What to produce: Every entry is to be returned as it stands, apart from the pictures.

BEGIN Record excerpts

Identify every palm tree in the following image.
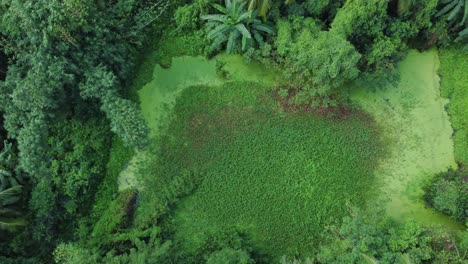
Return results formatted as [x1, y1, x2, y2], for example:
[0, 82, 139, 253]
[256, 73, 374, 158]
[0, 185, 26, 231]
[202, 0, 274, 54]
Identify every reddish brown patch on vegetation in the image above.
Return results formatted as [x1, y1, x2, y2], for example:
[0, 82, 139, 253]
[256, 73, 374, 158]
[274, 86, 352, 120]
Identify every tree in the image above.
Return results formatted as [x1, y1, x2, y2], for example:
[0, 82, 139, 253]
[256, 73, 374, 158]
[203, 0, 274, 54]
[275, 18, 361, 106]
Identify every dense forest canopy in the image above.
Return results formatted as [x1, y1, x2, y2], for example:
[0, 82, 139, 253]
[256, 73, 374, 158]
[0, 0, 467, 263]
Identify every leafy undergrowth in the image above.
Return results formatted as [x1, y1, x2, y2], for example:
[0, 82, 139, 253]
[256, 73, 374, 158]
[90, 137, 134, 223]
[439, 48, 468, 168]
[143, 81, 383, 259]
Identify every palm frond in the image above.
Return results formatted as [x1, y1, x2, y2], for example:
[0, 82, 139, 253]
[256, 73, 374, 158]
[236, 11, 251, 23]
[212, 3, 229, 15]
[258, 0, 271, 18]
[202, 14, 229, 23]
[211, 34, 229, 51]
[225, 0, 232, 11]
[361, 253, 379, 264]
[399, 253, 413, 264]
[436, 0, 460, 17]
[448, 0, 464, 21]
[207, 24, 230, 39]
[253, 32, 264, 46]
[252, 23, 274, 34]
[203, 0, 274, 54]
[227, 30, 240, 53]
[247, 0, 257, 12]
[235, 24, 252, 39]
[0, 185, 22, 206]
[462, 0, 468, 23]
[0, 218, 27, 231]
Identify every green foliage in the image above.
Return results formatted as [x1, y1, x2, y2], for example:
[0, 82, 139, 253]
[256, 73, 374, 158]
[424, 169, 467, 222]
[48, 119, 110, 215]
[331, 0, 440, 71]
[275, 18, 361, 106]
[202, 0, 274, 54]
[436, 0, 468, 49]
[317, 208, 467, 263]
[456, 27, 468, 50]
[0, 185, 25, 231]
[303, 0, 345, 18]
[80, 67, 149, 149]
[90, 190, 138, 247]
[439, 48, 468, 166]
[0, 137, 26, 232]
[26, 118, 110, 243]
[206, 248, 254, 264]
[155, 81, 382, 258]
[53, 243, 98, 264]
[100, 228, 171, 264]
[176, 4, 200, 30]
[90, 137, 134, 224]
[436, 0, 467, 24]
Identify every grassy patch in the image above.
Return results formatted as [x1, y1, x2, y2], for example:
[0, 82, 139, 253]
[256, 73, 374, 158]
[145, 81, 382, 259]
[439, 48, 468, 167]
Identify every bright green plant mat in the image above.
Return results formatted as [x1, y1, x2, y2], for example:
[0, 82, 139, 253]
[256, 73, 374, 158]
[158, 82, 383, 258]
[351, 50, 461, 230]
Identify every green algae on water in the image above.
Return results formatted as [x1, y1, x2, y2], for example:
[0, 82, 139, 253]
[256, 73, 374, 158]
[351, 50, 461, 230]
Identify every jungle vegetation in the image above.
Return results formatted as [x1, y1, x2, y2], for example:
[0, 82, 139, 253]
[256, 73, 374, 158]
[0, 0, 467, 263]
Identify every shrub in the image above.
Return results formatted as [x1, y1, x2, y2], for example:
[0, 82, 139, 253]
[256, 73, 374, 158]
[424, 169, 467, 222]
[175, 4, 200, 31]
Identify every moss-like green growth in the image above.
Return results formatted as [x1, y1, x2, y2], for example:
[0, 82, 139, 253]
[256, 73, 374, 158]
[439, 48, 468, 167]
[149, 81, 383, 258]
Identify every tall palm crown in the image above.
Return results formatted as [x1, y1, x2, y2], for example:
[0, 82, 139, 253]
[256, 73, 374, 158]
[202, 0, 274, 54]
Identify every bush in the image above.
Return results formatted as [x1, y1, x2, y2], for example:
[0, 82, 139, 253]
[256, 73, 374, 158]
[90, 190, 138, 247]
[175, 4, 200, 31]
[424, 169, 467, 222]
[275, 17, 361, 106]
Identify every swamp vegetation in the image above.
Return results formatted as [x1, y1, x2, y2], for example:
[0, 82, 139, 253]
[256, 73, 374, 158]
[0, 0, 467, 263]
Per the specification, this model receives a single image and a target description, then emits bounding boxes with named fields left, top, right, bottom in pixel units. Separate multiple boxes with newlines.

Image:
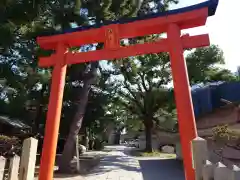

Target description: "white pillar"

left=9, top=155, right=20, bottom=180
left=214, top=162, right=230, bottom=180
left=191, top=137, right=208, bottom=180
left=0, top=156, right=6, bottom=180
left=19, top=137, right=38, bottom=180
left=230, top=165, right=240, bottom=180
left=202, top=160, right=214, bottom=180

END Record excerpts

Task answer:
Identify every palm tree in the following image.
Return results formatted as [x1, y1, x2, y2], for example:
[0, 82, 139, 253]
[256, 73, 374, 158]
[0, 185, 26, 231]
[202, 0, 274, 54]
Identify every reddish brown patch on vegetation in the image above.
Return results formatted as [x1, y1, x2, y2], for example:
[0, 82, 139, 253]
[256, 73, 374, 158]
[274, 86, 352, 120]
Identify every tree in the image above.
Return results formatted as [x1, y1, x2, y2], for example:
[0, 82, 139, 253]
[256, 73, 374, 158]
[203, 0, 274, 54]
[275, 18, 361, 106]
Identify every dense forest canopy in the image above.
Return results formatted as [x1, y1, x2, y2], for example:
[0, 82, 139, 253]
[256, 73, 374, 158]
[0, 0, 467, 263]
Identify every leafy undergrowth in the image above.
Return results formatted as [x1, y1, x2, y2], for example:
[0, 82, 139, 253]
[256, 73, 374, 158]
[90, 137, 134, 223]
[439, 48, 468, 168]
[143, 81, 383, 259]
Identify every palm frond in the image above.
Return results formatted as [x1, y1, x2, y2], for example:
[0, 82, 139, 253]
[256, 73, 374, 158]
[236, 11, 251, 23]
[212, 3, 229, 15]
[258, 0, 271, 18]
[202, 14, 229, 23]
[211, 34, 229, 51]
[225, 0, 232, 11]
[361, 253, 379, 264]
[399, 253, 413, 264]
[436, 0, 460, 17]
[448, 0, 464, 21]
[207, 24, 230, 39]
[253, 32, 264, 46]
[252, 23, 274, 34]
[203, 0, 274, 54]
[227, 30, 240, 53]
[247, 0, 257, 12]
[235, 24, 252, 39]
[0, 185, 22, 206]
[462, 0, 468, 23]
[0, 218, 27, 231]
Identify every green foliage in the image above.
Return results formatted as [x1, y1, x2, y2], for example:
[0, 82, 139, 253]
[256, 73, 374, 158]
[424, 169, 467, 222]
[48, 119, 110, 215]
[331, 0, 440, 71]
[275, 18, 361, 106]
[202, 0, 274, 54]
[436, 0, 468, 49]
[317, 208, 467, 263]
[456, 27, 468, 50]
[0, 185, 25, 231]
[303, 0, 345, 18]
[80, 67, 149, 149]
[90, 190, 138, 247]
[439, 48, 468, 166]
[0, 137, 26, 232]
[26, 118, 110, 243]
[206, 248, 254, 264]
[155, 81, 382, 258]
[53, 243, 98, 264]
[100, 228, 171, 264]
[176, 4, 200, 30]
[90, 137, 134, 224]
[436, 0, 467, 24]
Identify every grassy patch in the image above.
Return results formatted as [x1, y1, x2, y2], for example:
[0, 82, 139, 253]
[256, 73, 374, 158]
[145, 81, 382, 259]
[439, 48, 468, 167]
Identify every bright green plant mat in the image above.
Return results formatted as [x1, y1, x2, y2], for example:
[0, 82, 139, 253]
[256, 73, 374, 158]
[158, 82, 383, 258]
[351, 50, 461, 230]
Identify every green algae on water in the image above.
Return results formatted as [x1, y1, x2, y2], for example:
[0, 82, 139, 253]
[256, 73, 374, 158]
[351, 50, 461, 230]
Identify every jungle vegetation in the image above.
Return results formatted as [x1, y1, x2, y2], for example:
[0, 82, 139, 253]
[256, 73, 374, 158]
[0, 0, 467, 263]
Identify every shrub in the image above.
Return results formatted as [x1, y1, x2, y2], for example:
[0, 82, 139, 253]
[256, 73, 374, 158]
[424, 169, 467, 222]
[175, 4, 200, 31]
Identify every moss-like green growth in the image above.
Return results formatted as [x1, y1, x2, y2], for example:
[0, 82, 139, 253]
[256, 73, 374, 158]
[439, 48, 468, 167]
[149, 81, 383, 258]
Identify every tall palm crown in the image above.
Return results formatted as [x1, y1, x2, y2], for example:
[0, 82, 139, 253]
[256, 73, 374, 158]
[202, 0, 274, 54]
Identify every bush in the image above.
Return results formatted as [x1, y1, x2, y2], for example:
[0, 82, 139, 253]
[256, 73, 374, 158]
[90, 190, 138, 247]
[175, 4, 200, 31]
[424, 169, 467, 222]
[275, 17, 361, 106]
Identify every swamp vegetation in the image above.
Return results formatted as [x1, y1, x2, y2], for example:
[0, 82, 139, 253]
[256, 73, 374, 158]
[0, 0, 467, 263]
Per the specification, this model receives a single image and a target description, then emits bounding boxes with named fields left, top, right, bottom in pixel units. Separate multiple boxes with newlines.

Image:

Target description: "white pillar"

left=9, top=155, right=20, bottom=180
left=214, top=162, right=230, bottom=180
left=191, top=137, right=208, bottom=180
left=0, top=156, right=6, bottom=180
left=19, top=137, right=38, bottom=180
left=230, top=165, right=240, bottom=180
left=202, top=160, right=214, bottom=180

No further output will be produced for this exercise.